┌─ Exercise inputs

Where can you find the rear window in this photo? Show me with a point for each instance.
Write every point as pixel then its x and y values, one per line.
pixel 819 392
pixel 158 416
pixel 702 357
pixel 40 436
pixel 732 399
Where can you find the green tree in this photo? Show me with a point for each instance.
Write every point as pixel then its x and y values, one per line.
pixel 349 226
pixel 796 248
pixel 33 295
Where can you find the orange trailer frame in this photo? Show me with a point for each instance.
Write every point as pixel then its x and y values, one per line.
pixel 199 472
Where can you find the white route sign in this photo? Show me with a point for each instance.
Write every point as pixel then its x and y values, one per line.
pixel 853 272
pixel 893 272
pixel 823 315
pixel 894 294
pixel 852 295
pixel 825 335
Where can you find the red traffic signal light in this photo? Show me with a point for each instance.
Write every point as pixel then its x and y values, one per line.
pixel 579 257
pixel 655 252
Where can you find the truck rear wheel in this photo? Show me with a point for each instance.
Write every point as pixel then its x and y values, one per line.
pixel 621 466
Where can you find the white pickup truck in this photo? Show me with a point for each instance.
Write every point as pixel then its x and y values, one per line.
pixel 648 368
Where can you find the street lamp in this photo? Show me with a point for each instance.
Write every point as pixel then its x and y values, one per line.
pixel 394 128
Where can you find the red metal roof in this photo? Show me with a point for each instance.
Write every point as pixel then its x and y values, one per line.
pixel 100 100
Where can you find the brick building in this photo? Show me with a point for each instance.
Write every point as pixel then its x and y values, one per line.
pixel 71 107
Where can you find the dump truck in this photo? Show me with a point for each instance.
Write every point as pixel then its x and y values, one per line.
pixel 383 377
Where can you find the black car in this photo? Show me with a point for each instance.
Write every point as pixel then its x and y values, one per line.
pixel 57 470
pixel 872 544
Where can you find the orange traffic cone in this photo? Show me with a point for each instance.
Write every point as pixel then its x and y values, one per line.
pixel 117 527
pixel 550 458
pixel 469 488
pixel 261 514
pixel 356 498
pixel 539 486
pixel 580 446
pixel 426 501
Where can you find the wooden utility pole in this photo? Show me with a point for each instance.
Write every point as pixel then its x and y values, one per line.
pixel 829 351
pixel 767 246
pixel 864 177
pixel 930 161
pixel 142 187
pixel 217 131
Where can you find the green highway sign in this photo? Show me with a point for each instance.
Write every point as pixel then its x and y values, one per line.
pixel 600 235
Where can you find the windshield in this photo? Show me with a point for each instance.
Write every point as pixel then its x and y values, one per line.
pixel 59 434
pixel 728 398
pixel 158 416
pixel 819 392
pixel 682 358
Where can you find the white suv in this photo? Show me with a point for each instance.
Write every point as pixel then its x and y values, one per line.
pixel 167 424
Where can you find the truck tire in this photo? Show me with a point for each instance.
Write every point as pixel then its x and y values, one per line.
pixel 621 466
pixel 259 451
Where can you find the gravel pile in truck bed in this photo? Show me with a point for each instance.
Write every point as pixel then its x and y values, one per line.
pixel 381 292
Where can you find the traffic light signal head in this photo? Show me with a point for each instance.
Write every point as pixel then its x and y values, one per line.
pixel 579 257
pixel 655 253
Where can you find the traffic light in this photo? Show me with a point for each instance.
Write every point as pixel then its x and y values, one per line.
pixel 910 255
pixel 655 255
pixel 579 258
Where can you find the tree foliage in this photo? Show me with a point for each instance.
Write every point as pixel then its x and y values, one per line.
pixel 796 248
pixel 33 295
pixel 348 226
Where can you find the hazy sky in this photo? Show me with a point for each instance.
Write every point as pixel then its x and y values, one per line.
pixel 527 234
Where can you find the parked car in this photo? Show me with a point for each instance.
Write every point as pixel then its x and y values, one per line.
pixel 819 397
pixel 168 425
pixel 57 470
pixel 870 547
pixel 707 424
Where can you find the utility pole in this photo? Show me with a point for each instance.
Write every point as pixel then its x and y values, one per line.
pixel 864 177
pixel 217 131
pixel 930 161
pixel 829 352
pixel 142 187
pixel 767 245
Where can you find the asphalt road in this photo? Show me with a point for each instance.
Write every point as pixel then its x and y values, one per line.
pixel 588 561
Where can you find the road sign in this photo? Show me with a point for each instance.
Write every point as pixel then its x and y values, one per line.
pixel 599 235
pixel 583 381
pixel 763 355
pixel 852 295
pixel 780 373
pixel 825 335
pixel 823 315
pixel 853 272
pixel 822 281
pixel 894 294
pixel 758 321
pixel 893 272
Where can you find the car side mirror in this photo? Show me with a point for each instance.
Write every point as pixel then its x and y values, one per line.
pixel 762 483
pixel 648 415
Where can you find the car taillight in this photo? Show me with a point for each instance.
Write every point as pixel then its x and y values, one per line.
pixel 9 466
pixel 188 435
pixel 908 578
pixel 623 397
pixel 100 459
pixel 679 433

└─

● Written problem
Please write out all the entries above again, substituting "occurrence" for "instance" and keeping everything else the same.

● In response
Where can you find the rear window in this photo? Show me with a point for each occurrence.
Write every point as pixel then its x and y values, one per line.
pixel 819 392
pixel 158 416
pixel 702 357
pixel 40 436
pixel 732 399
Where can you find the green tree in this photo? Show me with a point for each occurrence.
Write every point as pixel then its x and y values, one per line.
pixel 349 226
pixel 796 248
pixel 33 295
Where can you find the orange trailer frame in this photo? Show me with a point for each occurrence.
Write every point as pixel then its x and y values, one per line.
pixel 199 472
Where can you find the white route sign in this photo? Show me with a point for each occurrence.
Write every point as pixel then its x and y values, one per line.
pixel 853 272
pixel 893 272
pixel 823 315
pixel 894 294
pixel 852 295
pixel 825 335
Where can you find the red traffic signal light in this photo? Show me with a point for each occurrence.
Write every point as pixel then its x and y values, one per line.
pixel 579 257
pixel 655 252
Where can you find the truck rear wheel in this photo? Show me with a point for each occurrence.
Write every point as pixel then its x and y values, one per line.
pixel 621 466
Where can you find the white pickup truck in this photo? Show me with a point for each occurrence.
Write every point as pixel then its x and y values, one per line.
pixel 648 368
Where can you find the street lamp in this photo? Show me with a point for each occurrence.
Write every point as pixel then its x and y values, one per line.
pixel 394 128
Where can you find the red metal roof in this photo? Show me with a point for each occurrence.
Write every point as pixel then its x and y values, one per line.
pixel 100 100
Where can you find the brick building in this photo? Show me with a point for each occurrence.
Write every point as pixel then its x and y values, one per line.
pixel 71 107
Where can you find the dump truck in this photo? Show me with a point for each occurrence.
Write every point as pixel then its x and y values, one per line.
pixel 383 377
Where can you find the black car in this photo? Show me with a point for each occurrence.
Write every point as pixel then its x and y values, one per line.
pixel 57 470
pixel 872 544
Where can you find the orange traffic cone in this photo? Show me with a point for each occurrence.
Write every point as pixel then its x and y values, one per line.
pixel 117 527
pixel 550 458
pixel 469 488
pixel 261 514
pixel 356 498
pixel 539 486
pixel 580 446
pixel 426 501
Where can you find the wooden utility pole in this photo? Show me with a point for each occurrence.
Write every point as pixel then its x and y values, one per line.
pixel 829 351
pixel 767 246
pixel 864 177
pixel 930 161
pixel 142 187
pixel 217 131
Where can you find the green highway sign in this photo? Show me with a point for each occurrence.
Write every point as pixel then its x and y values, one per line.
pixel 600 235
Where can you find the windshield in this photo? Show me with a point for each occurrence.
Write every point as pixel then its x and y values, one per line.
pixel 59 434
pixel 728 398
pixel 158 416
pixel 819 392
pixel 682 358
Where can you find the white suv in this photo? Show me with a point for each occurrence.
Write every point as pixel then its x and y values, one per line.
pixel 167 424
Where can you find the truck tire in this photo? Show me with a point for each occurrence.
Write every point as pixel then its x and y values, one per line.
pixel 621 466
pixel 259 451
Where can you find the gravel pile in truck bed in this photo? Show me with a point for each occurrence.
Write every point as pixel then its x and y values, one per line.
pixel 381 292
Where can you find the traffic light signal head in this photo? Show me with a point for each occurrence.
Write every point as pixel then its x and y values, one per line.
pixel 579 257
pixel 655 253
Where can you find the traffic light in this photo? Show me with a point for each occurrence.
Write every point as pixel then its x and y values, one per line.
pixel 910 255
pixel 655 255
pixel 579 258
Where can you find the tree foliage in this photo? Show me with a point for each occurrence.
Write every point as pixel then its x and y values, one per line.
pixel 796 248
pixel 33 295
pixel 348 226
Where can you find the hazy sky in this photo? Show me with a point for each occurrence.
Write every point as pixel then its x and y values, one per line.
pixel 527 234
Where can you find the parked car in this photo? Show me with a point for each occurrence.
Write every point as pixel then its x and y values, one per line.
pixel 819 397
pixel 168 425
pixel 57 470
pixel 870 547
pixel 707 424
Where can you find the utility pole in this photo? Show me with a point for each occurrence.
Write every point as pixel then its x and y values, one per line.
pixel 864 177
pixel 217 131
pixel 930 161
pixel 829 352
pixel 142 187
pixel 767 245
Where can you find the asphalt road in this photo? Show me with a point for each occurrence.
Write every point as pixel then its x and y values, one per line.
pixel 588 561
Where can you find the road sign in this photo? Show me with a point for each occurrence.
Write every point as pixel then its x and y values, one per line.
pixel 599 235
pixel 583 381
pixel 763 355
pixel 852 295
pixel 780 373
pixel 825 335
pixel 823 315
pixel 853 272
pixel 822 281
pixel 894 294
pixel 758 321
pixel 893 272
Where can you find the car side mirror in this photo? Show me with a point for each occurrence.
Write every point as pixel then its x and y values, one per line.
pixel 762 483
pixel 648 415
Where can you find the car taillight in this photo? Show me with a point for each occurrence.
Write every point as pixel then its x and y values, one per line.
pixel 9 466
pixel 188 435
pixel 908 578
pixel 623 397
pixel 100 459
pixel 679 433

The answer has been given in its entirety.